====== Source passage ======

My view is that *at the 7v7 and 9v9 levels there should never be a full-time GK*.  These are truly development levels and the GKs (plural) should be field players and GKs.  They should always be splitting time, but more importantly working on their field player skills equally (during team training).  Its a major mistake for parents to allow their kid to dedicate themselves to the GK position at these early levels.  Moreover, the kids playing at this level are really playing for the fun of the game, thus, we should minimize players sitting on the bench and give all players touches in practice and during the games.

The exception to the above is U12, Flight 1, which is for those players that are physically and emotionally developed to embrace competition (see below).

At the the U13+ groups, here is my view:

Rec/Signature/Flight 3/Bronze/Silver - These players are playing for fun and the focus should be on developing skills.  Teams should carry 2 keepers and give those keepers field time.  Games are not that important from a competitive standpoint.  All players should get at least 50% playing time.

======

§ Objective 1: Set down the part of the youth goalkeeper text between "Rec/Signature/Flight 3/Bronze/Silver - These" and "50% playing time.", inclusive, word for word.

====== Supplied information ======

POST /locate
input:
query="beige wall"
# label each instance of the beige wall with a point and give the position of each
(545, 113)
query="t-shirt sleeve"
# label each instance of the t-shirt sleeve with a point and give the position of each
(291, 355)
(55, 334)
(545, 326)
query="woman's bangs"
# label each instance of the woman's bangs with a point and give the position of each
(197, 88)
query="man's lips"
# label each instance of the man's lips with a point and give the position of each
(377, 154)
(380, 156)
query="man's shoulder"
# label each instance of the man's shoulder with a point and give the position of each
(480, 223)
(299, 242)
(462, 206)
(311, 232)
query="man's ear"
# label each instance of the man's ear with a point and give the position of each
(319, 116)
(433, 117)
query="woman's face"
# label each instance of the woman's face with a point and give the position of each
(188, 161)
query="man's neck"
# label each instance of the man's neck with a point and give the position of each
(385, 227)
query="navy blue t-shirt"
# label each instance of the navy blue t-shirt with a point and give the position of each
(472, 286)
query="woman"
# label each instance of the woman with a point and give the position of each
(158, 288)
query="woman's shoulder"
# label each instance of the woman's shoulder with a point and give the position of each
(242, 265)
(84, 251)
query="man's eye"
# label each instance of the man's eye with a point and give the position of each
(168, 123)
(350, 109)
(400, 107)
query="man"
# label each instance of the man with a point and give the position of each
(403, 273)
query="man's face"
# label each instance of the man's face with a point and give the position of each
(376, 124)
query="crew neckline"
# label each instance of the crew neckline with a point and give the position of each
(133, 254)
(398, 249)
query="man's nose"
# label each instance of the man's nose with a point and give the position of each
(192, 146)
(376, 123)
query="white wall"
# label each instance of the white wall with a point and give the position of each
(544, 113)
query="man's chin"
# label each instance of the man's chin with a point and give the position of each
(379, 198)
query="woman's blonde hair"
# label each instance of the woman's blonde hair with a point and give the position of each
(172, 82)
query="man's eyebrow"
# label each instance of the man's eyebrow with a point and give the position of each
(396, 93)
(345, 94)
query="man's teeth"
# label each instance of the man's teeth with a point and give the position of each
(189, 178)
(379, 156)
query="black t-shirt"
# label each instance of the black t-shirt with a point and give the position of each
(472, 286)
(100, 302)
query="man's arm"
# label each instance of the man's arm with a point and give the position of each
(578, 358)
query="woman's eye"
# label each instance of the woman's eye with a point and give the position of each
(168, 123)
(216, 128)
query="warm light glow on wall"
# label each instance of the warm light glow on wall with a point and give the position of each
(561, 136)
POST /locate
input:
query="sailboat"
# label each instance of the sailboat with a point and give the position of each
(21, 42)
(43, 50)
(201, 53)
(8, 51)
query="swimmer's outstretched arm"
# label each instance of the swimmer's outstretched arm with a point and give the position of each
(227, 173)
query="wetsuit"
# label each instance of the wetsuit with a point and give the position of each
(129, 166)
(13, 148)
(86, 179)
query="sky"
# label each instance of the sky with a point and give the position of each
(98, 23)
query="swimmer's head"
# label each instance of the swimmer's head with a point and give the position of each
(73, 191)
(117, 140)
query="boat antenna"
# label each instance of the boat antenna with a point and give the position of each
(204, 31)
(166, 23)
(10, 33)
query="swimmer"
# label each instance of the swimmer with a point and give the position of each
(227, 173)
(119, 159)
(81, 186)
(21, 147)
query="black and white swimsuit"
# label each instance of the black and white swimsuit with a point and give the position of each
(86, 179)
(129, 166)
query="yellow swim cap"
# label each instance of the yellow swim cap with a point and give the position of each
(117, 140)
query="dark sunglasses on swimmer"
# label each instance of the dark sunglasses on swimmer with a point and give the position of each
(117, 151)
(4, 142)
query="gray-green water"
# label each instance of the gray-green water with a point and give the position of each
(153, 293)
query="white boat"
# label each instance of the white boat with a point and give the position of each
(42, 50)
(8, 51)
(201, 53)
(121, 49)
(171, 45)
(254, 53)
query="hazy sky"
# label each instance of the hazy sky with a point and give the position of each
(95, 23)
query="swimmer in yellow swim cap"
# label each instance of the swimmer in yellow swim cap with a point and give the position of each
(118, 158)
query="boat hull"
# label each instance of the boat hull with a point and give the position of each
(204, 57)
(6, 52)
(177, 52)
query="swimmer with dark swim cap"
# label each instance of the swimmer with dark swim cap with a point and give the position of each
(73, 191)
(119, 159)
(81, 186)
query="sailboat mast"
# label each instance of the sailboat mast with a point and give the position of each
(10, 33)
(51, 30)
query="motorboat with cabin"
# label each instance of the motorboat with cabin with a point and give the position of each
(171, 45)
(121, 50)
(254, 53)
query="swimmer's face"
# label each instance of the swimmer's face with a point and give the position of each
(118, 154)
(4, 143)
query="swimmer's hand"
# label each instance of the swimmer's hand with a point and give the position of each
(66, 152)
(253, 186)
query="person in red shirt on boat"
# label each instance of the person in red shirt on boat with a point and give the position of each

======

§ Objective 2: List each line of the entries that has the string "mast" in it, copied in full. Case counts.

§ Correct answer 1:
Rec/Signature/Flight 3/Bronze/Silver - These players are playing for fun and the focus should be on developing skills.  Teams should carry 2 keepers and give those keepers field time.  Games are not that important from a competitive standpoint.  All players should get at least 50% playing time.

§ Correct answer 2:
query="sailboat mast"
# label each instance of the sailboat mast with a point and give the position of each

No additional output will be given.